REQUIRED WORK: Convert the data starting at the line containing "query (the noun phrase to segment): walking" and ending at the line containing "of the walking" into a numbered list, leaving out blank lines.
------------------------------------------------
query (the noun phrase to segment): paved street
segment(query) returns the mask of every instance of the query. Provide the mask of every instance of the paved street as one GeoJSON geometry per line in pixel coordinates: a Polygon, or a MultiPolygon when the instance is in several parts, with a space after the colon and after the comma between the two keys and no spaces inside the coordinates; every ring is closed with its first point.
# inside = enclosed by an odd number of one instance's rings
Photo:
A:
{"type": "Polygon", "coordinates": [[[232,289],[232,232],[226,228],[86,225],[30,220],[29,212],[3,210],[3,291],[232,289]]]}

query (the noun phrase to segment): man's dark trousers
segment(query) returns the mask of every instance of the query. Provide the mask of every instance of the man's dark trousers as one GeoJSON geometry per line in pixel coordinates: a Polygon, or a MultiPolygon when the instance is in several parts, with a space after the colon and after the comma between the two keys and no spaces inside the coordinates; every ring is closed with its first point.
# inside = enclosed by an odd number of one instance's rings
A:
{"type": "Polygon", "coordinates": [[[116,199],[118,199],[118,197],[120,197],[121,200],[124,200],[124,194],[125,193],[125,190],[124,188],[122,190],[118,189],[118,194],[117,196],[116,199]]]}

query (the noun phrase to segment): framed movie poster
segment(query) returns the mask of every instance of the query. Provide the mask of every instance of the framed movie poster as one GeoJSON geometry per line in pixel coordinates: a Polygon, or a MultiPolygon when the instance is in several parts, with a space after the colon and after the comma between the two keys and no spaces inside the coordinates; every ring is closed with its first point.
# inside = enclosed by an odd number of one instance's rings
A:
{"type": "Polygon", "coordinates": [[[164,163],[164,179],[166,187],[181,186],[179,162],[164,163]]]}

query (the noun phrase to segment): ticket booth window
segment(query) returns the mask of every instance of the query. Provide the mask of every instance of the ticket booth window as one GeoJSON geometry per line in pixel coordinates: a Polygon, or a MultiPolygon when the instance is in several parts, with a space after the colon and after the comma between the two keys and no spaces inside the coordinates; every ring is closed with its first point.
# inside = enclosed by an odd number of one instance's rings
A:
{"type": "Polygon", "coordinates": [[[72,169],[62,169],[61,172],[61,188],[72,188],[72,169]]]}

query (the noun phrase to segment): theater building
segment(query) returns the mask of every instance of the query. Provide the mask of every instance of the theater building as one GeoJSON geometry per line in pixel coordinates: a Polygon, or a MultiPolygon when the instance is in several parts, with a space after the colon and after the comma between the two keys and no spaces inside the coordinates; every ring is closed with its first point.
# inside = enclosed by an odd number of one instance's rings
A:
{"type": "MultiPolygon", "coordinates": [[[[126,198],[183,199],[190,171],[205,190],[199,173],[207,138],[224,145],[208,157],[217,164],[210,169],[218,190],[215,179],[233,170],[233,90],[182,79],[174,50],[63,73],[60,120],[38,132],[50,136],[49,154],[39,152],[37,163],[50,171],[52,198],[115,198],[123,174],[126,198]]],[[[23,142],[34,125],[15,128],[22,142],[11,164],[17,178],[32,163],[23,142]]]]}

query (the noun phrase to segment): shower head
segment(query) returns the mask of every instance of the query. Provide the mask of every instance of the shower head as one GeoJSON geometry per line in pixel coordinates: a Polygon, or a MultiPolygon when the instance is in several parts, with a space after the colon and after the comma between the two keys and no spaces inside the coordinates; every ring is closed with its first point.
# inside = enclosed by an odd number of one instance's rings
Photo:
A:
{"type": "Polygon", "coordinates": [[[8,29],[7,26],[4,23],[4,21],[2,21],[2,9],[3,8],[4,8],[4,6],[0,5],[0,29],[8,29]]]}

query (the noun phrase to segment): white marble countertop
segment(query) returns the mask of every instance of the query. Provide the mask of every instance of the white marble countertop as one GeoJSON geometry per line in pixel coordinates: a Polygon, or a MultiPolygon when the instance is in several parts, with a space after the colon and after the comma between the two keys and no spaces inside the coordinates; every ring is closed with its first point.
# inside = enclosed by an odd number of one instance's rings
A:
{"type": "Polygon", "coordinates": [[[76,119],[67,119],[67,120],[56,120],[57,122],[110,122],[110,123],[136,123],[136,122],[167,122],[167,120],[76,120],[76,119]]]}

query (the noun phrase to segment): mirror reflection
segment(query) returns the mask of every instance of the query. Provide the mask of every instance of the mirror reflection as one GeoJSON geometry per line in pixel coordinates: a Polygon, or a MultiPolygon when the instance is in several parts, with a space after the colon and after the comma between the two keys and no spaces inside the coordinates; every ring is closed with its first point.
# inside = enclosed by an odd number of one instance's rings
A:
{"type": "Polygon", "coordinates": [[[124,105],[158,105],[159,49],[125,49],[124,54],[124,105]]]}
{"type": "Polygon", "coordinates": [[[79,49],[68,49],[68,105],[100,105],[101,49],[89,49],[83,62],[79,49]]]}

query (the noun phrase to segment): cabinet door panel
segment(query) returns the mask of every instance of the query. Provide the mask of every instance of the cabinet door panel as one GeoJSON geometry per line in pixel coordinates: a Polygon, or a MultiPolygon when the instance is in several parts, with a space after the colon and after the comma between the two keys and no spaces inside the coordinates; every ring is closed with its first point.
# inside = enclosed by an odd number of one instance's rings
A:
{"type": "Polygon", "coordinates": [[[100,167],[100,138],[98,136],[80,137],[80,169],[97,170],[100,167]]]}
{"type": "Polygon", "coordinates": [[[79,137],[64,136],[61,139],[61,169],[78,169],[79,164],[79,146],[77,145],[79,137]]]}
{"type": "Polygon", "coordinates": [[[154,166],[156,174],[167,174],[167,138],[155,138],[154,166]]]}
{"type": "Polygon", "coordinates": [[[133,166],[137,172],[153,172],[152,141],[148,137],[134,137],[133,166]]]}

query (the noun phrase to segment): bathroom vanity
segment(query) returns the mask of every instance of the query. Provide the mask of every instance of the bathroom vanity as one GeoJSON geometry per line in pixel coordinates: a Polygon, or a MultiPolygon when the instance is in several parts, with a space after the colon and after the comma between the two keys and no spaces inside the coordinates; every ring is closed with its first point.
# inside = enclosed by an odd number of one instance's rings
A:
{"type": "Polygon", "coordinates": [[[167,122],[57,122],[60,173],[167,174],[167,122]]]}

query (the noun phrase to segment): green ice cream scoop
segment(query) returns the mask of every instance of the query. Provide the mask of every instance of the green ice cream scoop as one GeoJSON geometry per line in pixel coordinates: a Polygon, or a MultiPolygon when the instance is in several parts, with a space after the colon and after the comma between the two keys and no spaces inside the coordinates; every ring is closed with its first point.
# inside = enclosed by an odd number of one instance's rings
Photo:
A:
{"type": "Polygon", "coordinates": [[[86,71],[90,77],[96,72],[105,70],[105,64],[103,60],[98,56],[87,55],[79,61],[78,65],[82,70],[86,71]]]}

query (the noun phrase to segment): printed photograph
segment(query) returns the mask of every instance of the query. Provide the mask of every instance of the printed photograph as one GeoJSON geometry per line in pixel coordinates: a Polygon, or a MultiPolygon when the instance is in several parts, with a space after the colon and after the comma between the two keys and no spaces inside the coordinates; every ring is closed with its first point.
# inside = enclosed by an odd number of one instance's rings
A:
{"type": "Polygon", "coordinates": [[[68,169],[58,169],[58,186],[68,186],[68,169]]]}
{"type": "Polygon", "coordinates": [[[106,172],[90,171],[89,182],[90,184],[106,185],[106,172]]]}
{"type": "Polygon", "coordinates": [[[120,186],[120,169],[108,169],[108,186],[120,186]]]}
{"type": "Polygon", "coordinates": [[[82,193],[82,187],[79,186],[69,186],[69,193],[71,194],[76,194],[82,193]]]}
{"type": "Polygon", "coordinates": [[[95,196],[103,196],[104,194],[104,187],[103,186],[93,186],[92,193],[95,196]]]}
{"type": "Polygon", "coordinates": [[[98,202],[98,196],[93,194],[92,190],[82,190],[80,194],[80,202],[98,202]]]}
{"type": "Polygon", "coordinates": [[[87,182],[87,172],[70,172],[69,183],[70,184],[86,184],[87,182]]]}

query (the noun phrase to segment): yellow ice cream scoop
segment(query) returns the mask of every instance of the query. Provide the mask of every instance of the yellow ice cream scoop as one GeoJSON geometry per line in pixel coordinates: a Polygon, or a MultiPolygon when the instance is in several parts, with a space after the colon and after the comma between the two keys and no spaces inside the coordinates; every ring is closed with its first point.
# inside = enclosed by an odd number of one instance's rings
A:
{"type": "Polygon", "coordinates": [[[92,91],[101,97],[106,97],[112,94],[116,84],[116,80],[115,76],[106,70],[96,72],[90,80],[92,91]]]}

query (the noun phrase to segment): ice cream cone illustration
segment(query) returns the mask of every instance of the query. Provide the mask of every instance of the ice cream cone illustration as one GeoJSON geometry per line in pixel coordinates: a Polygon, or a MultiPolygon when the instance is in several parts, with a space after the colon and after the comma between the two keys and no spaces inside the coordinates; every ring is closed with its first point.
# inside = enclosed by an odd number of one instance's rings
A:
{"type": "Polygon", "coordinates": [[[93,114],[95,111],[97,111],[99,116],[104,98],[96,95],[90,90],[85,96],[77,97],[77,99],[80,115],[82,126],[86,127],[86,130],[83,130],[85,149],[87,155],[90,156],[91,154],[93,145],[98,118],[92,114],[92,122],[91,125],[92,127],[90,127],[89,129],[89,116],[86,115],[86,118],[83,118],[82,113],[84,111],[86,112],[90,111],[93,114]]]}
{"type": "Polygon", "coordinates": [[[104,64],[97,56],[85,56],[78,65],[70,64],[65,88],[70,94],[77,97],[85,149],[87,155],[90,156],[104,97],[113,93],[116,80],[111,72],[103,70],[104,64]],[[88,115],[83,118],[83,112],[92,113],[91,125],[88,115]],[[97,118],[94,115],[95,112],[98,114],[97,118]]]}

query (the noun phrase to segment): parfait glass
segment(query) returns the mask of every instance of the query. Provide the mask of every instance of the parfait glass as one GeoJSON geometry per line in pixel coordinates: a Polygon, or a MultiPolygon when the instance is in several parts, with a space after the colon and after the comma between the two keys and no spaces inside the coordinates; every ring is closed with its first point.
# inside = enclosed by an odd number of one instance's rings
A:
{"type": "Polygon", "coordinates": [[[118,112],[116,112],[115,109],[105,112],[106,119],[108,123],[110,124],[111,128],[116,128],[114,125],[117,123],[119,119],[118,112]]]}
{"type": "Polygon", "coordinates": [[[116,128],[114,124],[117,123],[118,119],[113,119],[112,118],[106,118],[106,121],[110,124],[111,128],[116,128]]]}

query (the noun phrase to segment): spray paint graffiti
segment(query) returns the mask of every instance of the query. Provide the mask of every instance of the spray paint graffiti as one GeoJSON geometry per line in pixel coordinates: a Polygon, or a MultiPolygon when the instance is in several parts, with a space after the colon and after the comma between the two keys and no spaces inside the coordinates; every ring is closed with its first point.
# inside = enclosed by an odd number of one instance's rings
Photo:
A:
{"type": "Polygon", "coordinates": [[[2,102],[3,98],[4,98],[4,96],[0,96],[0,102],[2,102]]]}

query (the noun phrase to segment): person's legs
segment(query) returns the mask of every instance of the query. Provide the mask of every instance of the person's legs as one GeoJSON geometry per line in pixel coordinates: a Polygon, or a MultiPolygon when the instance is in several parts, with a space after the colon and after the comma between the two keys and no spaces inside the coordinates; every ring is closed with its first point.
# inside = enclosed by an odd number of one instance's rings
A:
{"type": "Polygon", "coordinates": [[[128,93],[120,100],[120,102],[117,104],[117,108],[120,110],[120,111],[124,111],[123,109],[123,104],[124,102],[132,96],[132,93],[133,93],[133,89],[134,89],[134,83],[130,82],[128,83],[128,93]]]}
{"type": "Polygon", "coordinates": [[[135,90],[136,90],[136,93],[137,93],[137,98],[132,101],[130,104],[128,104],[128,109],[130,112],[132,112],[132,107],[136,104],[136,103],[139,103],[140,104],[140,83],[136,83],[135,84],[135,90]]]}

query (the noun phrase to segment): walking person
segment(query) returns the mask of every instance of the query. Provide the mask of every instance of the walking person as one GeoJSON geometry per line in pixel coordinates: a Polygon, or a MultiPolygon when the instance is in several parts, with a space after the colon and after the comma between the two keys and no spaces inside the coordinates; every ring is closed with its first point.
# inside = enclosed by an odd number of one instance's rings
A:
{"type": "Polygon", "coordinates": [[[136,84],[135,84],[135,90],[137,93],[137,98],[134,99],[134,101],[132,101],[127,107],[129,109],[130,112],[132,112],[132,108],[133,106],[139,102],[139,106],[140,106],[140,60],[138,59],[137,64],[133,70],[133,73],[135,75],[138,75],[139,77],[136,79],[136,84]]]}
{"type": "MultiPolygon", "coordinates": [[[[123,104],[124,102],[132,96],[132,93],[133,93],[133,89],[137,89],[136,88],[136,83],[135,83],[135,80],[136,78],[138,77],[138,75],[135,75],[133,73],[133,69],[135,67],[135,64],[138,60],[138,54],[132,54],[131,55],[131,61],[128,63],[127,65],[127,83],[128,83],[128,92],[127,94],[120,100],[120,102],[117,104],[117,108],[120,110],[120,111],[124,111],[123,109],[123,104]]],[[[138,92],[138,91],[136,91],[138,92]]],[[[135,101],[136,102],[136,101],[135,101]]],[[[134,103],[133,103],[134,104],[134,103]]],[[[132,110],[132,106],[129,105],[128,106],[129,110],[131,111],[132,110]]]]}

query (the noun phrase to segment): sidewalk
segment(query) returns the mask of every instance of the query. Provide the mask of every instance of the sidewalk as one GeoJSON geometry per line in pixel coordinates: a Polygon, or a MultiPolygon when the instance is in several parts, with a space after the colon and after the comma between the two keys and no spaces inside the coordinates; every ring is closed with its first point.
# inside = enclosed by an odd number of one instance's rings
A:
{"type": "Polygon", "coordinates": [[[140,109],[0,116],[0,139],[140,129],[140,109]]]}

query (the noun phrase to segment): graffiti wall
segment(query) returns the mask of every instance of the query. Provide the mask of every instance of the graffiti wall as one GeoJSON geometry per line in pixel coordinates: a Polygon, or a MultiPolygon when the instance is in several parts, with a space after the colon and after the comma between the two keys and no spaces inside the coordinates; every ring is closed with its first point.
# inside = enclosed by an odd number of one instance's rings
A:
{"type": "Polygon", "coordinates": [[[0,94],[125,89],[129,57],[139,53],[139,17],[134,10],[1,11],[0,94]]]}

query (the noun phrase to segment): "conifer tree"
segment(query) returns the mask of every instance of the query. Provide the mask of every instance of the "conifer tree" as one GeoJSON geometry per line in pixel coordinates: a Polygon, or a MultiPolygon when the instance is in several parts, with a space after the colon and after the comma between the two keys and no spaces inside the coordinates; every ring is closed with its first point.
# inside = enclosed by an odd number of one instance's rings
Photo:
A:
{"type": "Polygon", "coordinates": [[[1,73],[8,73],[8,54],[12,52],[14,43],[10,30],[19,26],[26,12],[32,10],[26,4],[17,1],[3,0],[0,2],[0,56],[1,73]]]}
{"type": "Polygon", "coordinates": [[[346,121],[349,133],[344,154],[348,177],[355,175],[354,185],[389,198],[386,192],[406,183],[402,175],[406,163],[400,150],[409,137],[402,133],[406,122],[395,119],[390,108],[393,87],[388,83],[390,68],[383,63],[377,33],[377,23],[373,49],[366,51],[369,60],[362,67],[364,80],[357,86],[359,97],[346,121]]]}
------------------------------------------------
SOLVED EXERCISE:
1. query (the noun phrase to segment): walking person
2. segment(query) returns the mask of every instance of the query. Provide the mask of every instance of the walking person as one GeoJSON geometry per line in pixel coordinates: a Polygon, or a MultiPolygon when the instance is in several parts, with a space after the colon and after the comma between the two keys and no spaces inside the coordinates; every ring is closed with its first point.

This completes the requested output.